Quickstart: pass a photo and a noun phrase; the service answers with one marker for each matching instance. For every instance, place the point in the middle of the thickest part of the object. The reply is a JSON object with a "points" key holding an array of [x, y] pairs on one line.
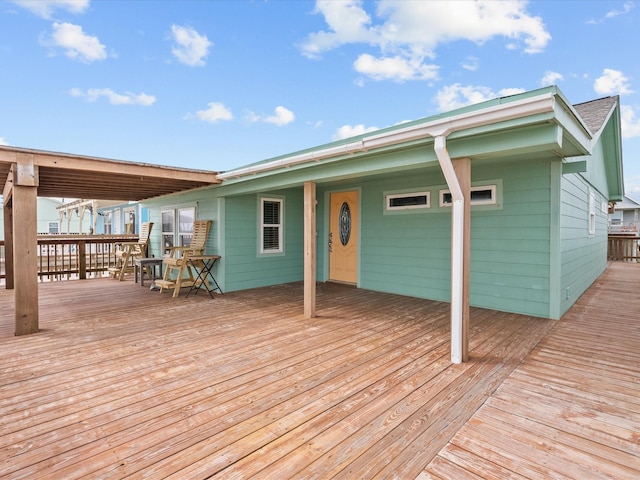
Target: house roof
{"points": [[76, 176], [628, 203], [595, 112]]}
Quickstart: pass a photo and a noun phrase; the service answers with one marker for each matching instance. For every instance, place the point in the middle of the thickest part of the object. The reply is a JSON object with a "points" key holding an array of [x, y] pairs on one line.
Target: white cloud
{"points": [[77, 44], [347, 131], [94, 94], [471, 64], [612, 82], [626, 8], [551, 78], [457, 96], [45, 8], [215, 113], [283, 116], [394, 68], [191, 48], [630, 124], [408, 32]]}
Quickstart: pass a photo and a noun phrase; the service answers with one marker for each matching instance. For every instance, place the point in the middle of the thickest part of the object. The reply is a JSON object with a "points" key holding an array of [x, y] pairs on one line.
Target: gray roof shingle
{"points": [[595, 112]]}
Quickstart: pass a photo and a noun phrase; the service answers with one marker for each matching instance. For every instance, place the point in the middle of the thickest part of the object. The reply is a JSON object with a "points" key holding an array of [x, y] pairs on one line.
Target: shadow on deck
{"points": [[126, 382]]}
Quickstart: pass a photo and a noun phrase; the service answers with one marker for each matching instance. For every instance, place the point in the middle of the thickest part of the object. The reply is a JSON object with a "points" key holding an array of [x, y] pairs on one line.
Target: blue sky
{"points": [[220, 84]]}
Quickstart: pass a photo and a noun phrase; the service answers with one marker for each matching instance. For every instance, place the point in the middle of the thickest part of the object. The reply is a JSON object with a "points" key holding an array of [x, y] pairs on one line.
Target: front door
{"points": [[343, 237]]}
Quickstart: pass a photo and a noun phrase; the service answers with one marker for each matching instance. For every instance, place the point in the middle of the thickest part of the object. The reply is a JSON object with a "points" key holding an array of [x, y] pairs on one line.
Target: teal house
{"points": [[502, 204]]}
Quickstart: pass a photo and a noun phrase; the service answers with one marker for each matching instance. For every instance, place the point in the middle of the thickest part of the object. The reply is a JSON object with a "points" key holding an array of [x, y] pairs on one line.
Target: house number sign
{"points": [[344, 223]]}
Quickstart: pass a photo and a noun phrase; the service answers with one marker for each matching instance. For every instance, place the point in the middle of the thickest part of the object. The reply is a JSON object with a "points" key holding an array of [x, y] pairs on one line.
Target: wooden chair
{"points": [[178, 271], [130, 250]]}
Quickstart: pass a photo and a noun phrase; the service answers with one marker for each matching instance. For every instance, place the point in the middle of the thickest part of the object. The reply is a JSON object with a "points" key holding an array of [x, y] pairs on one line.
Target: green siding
{"points": [[409, 254], [245, 267], [584, 256]]}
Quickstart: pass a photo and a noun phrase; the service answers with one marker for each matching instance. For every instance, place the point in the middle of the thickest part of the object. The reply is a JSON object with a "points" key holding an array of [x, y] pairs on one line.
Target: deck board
{"points": [[571, 409], [123, 382]]}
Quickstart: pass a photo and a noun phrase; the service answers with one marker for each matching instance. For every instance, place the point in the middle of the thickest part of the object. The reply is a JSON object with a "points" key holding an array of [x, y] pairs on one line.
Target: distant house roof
{"points": [[595, 112], [79, 176], [628, 203]]}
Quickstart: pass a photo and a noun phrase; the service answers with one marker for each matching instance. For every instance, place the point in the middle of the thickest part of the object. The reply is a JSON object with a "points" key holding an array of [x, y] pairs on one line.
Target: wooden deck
{"points": [[123, 382], [572, 408]]}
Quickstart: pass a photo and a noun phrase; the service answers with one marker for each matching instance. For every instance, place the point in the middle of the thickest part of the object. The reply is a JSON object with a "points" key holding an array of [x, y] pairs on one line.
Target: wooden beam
{"points": [[92, 164], [25, 248], [7, 190], [310, 266], [462, 167], [8, 242]]}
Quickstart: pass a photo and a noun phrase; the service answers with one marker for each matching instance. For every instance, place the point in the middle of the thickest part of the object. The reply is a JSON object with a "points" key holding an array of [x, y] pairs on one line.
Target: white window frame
{"points": [[390, 197], [264, 226], [130, 218], [492, 201], [180, 233], [107, 222]]}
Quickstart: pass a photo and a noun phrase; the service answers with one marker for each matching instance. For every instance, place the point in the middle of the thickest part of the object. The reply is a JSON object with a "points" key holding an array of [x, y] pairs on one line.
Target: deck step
{"points": [[165, 283]]}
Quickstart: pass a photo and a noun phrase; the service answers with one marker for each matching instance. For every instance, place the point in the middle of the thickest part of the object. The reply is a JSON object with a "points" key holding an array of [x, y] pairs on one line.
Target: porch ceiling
{"points": [[75, 176]]}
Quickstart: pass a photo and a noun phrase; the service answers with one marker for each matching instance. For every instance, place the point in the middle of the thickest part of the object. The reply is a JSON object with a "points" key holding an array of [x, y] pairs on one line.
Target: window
{"points": [[177, 227], [186, 217], [592, 214], [406, 201], [271, 225], [107, 222], [481, 195], [168, 226], [129, 220]]}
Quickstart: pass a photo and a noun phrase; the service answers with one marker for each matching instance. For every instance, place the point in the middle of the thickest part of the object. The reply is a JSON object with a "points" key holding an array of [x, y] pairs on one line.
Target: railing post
{"points": [[82, 259]]}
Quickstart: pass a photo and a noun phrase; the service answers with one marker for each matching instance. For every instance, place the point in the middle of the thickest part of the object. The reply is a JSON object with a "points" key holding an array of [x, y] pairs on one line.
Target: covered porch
{"points": [[126, 382]]}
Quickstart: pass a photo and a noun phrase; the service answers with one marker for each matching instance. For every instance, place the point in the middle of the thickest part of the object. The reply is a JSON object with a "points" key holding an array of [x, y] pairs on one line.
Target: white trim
{"points": [[391, 196], [443, 126], [279, 225], [492, 201]]}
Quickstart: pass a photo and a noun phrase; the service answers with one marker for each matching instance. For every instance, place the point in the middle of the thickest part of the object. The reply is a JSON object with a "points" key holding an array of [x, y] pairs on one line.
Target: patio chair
{"points": [[130, 250], [178, 272]]}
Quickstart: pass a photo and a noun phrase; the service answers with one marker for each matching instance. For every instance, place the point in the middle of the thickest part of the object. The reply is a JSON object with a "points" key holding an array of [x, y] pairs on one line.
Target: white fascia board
{"points": [[494, 114]]}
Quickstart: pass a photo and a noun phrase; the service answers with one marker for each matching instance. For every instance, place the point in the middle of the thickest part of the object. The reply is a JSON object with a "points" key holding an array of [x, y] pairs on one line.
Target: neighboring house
{"points": [[625, 217], [542, 174], [75, 217], [48, 219], [120, 217]]}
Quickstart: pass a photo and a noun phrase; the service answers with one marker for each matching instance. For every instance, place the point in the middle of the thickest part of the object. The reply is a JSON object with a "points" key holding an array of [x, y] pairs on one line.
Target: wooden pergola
{"points": [[35, 173]]}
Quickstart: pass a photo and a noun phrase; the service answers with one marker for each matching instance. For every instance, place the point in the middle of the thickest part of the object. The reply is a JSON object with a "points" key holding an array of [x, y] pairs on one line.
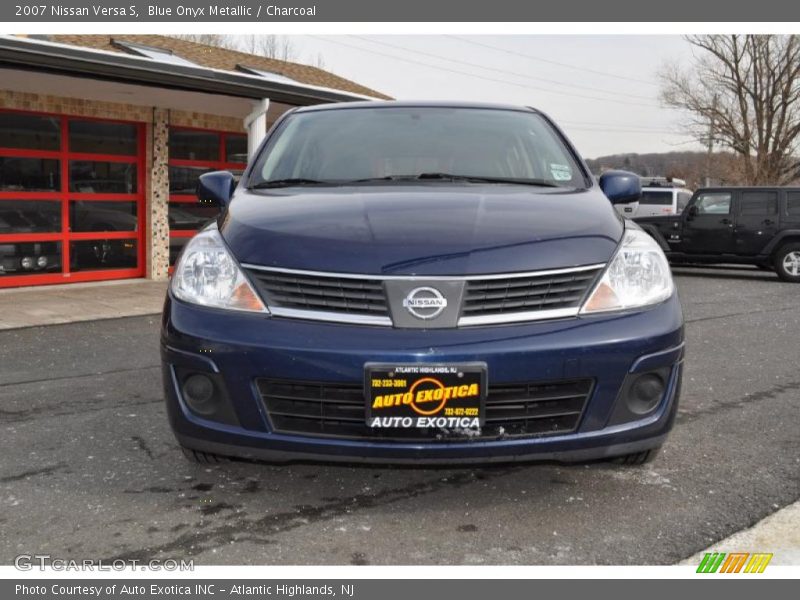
○ ○ ○
▶ _TASK DESCRIPTION_: Keep only the lines of the data above that include the string "porch", and list them.

▶ _RESULT FOR THIS TASK_:
Target: porch ceiling
Target: covered porch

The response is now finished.